• [Work order]:
Repeat the records below exactly, line for line.

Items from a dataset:
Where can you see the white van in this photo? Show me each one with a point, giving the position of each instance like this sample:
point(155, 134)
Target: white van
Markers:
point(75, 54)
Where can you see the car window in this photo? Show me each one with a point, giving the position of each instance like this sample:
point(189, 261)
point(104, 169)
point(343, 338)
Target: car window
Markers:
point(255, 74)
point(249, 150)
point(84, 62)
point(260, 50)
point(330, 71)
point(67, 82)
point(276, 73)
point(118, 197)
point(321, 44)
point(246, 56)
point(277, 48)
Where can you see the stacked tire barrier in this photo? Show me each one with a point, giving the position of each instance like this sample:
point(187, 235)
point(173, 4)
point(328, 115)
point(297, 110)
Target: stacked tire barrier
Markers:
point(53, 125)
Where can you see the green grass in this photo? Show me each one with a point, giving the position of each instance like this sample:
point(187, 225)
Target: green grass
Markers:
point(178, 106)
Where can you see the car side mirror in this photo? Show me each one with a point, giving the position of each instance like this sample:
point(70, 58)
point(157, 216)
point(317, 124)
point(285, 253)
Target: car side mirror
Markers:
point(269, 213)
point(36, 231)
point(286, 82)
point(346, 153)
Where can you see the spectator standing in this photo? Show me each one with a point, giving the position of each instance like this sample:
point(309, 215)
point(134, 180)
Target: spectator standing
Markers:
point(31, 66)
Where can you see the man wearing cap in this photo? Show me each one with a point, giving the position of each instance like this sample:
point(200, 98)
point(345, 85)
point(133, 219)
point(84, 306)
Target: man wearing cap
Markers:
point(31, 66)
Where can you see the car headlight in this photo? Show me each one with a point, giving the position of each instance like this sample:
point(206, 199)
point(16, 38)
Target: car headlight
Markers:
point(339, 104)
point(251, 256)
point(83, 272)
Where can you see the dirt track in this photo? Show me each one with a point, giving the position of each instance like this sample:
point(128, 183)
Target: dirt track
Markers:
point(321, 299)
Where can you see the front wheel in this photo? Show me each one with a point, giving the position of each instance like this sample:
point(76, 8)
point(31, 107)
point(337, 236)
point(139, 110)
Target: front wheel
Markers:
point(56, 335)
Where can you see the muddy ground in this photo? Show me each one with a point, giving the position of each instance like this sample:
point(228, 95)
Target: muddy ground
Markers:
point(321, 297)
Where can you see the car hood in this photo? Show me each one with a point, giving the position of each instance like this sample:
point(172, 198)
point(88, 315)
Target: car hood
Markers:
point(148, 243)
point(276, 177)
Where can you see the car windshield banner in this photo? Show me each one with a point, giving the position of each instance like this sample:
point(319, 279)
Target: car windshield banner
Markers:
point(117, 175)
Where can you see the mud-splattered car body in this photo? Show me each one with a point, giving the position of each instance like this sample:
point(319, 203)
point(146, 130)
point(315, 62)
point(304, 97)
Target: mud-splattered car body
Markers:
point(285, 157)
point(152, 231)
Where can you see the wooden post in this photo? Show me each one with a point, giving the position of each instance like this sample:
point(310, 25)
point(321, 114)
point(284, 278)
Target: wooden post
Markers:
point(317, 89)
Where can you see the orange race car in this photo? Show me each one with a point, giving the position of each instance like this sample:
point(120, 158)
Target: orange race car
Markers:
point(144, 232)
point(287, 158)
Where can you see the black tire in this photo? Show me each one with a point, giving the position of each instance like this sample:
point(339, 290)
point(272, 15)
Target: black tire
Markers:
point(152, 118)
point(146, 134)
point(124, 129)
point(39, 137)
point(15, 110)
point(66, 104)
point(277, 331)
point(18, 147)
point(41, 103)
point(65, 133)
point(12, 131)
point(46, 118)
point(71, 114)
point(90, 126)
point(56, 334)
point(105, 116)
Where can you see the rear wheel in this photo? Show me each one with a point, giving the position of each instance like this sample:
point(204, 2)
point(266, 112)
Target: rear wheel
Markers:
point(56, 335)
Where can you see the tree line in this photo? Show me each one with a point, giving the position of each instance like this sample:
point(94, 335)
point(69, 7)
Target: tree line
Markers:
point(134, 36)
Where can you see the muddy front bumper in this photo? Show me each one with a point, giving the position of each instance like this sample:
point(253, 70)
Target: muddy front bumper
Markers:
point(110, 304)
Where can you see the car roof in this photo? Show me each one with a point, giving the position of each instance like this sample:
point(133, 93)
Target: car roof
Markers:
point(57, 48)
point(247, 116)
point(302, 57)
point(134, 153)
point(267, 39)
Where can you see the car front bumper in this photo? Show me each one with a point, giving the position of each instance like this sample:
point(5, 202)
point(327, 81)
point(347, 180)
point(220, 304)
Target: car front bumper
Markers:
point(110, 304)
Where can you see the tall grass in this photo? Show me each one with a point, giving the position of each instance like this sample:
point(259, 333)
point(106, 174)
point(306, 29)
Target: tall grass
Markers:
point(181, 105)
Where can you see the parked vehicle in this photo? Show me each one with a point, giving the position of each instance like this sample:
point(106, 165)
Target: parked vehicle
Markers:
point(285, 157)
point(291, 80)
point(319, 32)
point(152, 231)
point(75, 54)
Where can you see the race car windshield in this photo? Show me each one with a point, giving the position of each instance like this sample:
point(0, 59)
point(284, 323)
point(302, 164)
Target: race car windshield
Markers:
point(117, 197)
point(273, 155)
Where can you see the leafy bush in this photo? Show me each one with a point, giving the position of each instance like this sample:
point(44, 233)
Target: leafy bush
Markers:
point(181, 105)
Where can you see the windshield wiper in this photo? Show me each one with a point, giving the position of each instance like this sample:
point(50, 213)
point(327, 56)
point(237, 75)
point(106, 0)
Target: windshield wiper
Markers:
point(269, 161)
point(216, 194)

• [Exercise answer]:
Where can you see the white van in this photo? Show me each one with a point, giving the position of each instance like this sample:
point(155, 134)
Target: white van
Markers:
point(75, 54)
Where can you see the car window in this photo? Show me each one with a point, giving the position of each instance like this sample:
point(189, 261)
point(104, 169)
point(343, 338)
Target: car window
Markers:
point(255, 74)
point(249, 150)
point(84, 62)
point(260, 50)
point(330, 71)
point(67, 82)
point(276, 73)
point(118, 197)
point(321, 44)
point(246, 56)
point(277, 48)
Where can you see the stacked tire barrier in this photo? Show me each one with a point, giving the position of each instance like this sample:
point(187, 235)
point(173, 4)
point(328, 115)
point(297, 110)
Target: stacked tire barrier
Markers:
point(53, 125)
Where can you see the green grass in this photo? Show me each one with a point, giving the position of each instance like this sample:
point(187, 225)
Target: green grass
Markers:
point(178, 106)
Where can you see the car side mirror in this photo? Show me each one with a point, giving the position of each instance like this sample:
point(70, 58)
point(157, 216)
point(317, 124)
point(285, 253)
Target: car side mirror
Markers:
point(269, 213)
point(36, 231)
point(286, 82)
point(346, 153)
Where can you see the spectator standing in this photo? Show me each one with a point, giving the position of each instance like this sample:
point(309, 215)
point(134, 180)
Target: spectator standing
Markers:
point(31, 66)
Where can you see the man wearing cap in this photo? Show me each one with a point, giving the position of each instance like this sample:
point(200, 98)
point(345, 85)
point(133, 219)
point(84, 306)
Target: man wearing cap
Markers:
point(31, 66)
Where can you see the car headlight in this photo? Show me each one with a point, giving the position of each instance like this sample:
point(206, 199)
point(16, 38)
Target: car headlight
Markers:
point(339, 104)
point(251, 256)
point(83, 272)
Where can you see the dirt track in this photo? Show me each one with a point, giving the position of each instance like this sample:
point(128, 183)
Target: dirt track
Markers:
point(321, 299)
Where can you see the front wheel in this photo? Show me each one with a point, giving the position of each instance like this sample:
point(76, 8)
point(31, 107)
point(337, 236)
point(139, 110)
Target: front wheel
Markers:
point(56, 335)
Where can you see the muddy ground in this photo? Show me each one with a point, giving the position of each instance like this sample:
point(228, 95)
Target: muddy ground
Markers:
point(321, 297)
Where can you see the car hood in this photo? Show me each one with a point, giving the position of each instance like this sample:
point(172, 198)
point(88, 315)
Target: car hood
Markers:
point(148, 243)
point(276, 177)
Where can you see the car windshield banner in this photo? Show me each one with a point, giving the position of each instance like this sample:
point(319, 279)
Target: car windshield banner
Markers:
point(117, 175)
Where can you see the mud-splattered car body in this photo? Show me each one with a point, giving the position of each instance like this sample:
point(319, 203)
point(146, 130)
point(315, 62)
point(304, 97)
Target: mud-splattered car body
Markers:
point(285, 157)
point(152, 231)
Where can you see the wooden post in this photo? Show me each one with a point, giving the position of each instance like this sample:
point(310, 25)
point(321, 114)
point(284, 278)
Target: wooden post
Markers:
point(317, 89)
Where can you see the orange race car in this photo? Show me each one with a point, giving the position of each instance like this sample:
point(120, 158)
Target: orange race car
Markers:
point(144, 232)
point(287, 158)
Where can you see the black tire in this photo? Show me each one with a point, giving the position of each instance like this sample:
point(339, 290)
point(272, 15)
Target: black tire
Markers:
point(152, 118)
point(146, 134)
point(124, 129)
point(39, 137)
point(15, 110)
point(66, 104)
point(277, 331)
point(18, 147)
point(41, 103)
point(65, 133)
point(12, 131)
point(46, 118)
point(71, 114)
point(90, 126)
point(56, 334)
point(105, 116)
Where can you see the rear wheel in this photo? Show me each one with a point, giving the position of each instance like this sample:
point(204, 2)
point(266, 112)
Target: rear wheel
Markers:
point(56, 335)
Where can you see the tree line in this photo? Show me each one with a point, giving the position of each instance like this sample:
point(94, 335)
point(69, 7)
Target: tree line
Markers:
point(134, 36)
Where can you see the muddy front bumper in this photo? Show me each one with a point, giving the position of each instance like this sample:
point(253, 70)
Target: muddy front bumper
Markers:
point(110, 304)
Where can you see the car roof in this photo? Show me each one with a point, giving the position of each instance like this sample:
point(133, 93)
Target: car roof
Markers:
point(57, 48)
point(247, 116)
point(302, 57)
point(134, 153)
point(267, 39)
Where can you see the car front bumper in this photo? Show me each one with a point, giving the position of each instance like this sample:
point(5, 202)
point(327, 81)
point(347, 180)
point(220, 304)
Target: car front bumper
Markers:
point(110, 304)
Where can you see the tall grass in this photo? Show me each one with a point, giving the position of each instance like this sample:
point(259, 333)
point(106, 174)
point(306, 29)
Target: tall grass
Markers:
point(181, 105)
Where can you see the parked vehicle in this photo? Show me each one with a point, giving the position of each instance like this sample:
point(106, 165)
Target: parked vehicle
Markers:
point(285, 157)
point(291, 80)
point(319, 32)
point(152, 231)
point(75, 54)
Where can you see the race car windshield in this photo? Show me each one with a point, giving the position of each instance like this sample:
point(0, 59)
point(284, 323)
point(302, 164)
Target: race car windshield
Markers:
point(117, 197)
point(273, 155)
Where can you see the leafy bush in this photo? Show me each one with a point, giving the position of each instance like this sample:
point(44, 233)
Target: leafy bush
Markers:
point(181, 105)
Where can you see the windshield wiper in this photo? Show me each one with a point, giving the position of each instance like this sample:
point(50, 213)
point(327, 56)
point(237, 75)
point(106, 0)
Target: windshield wiper
Markers:
point(269, 161)
point(216, 194)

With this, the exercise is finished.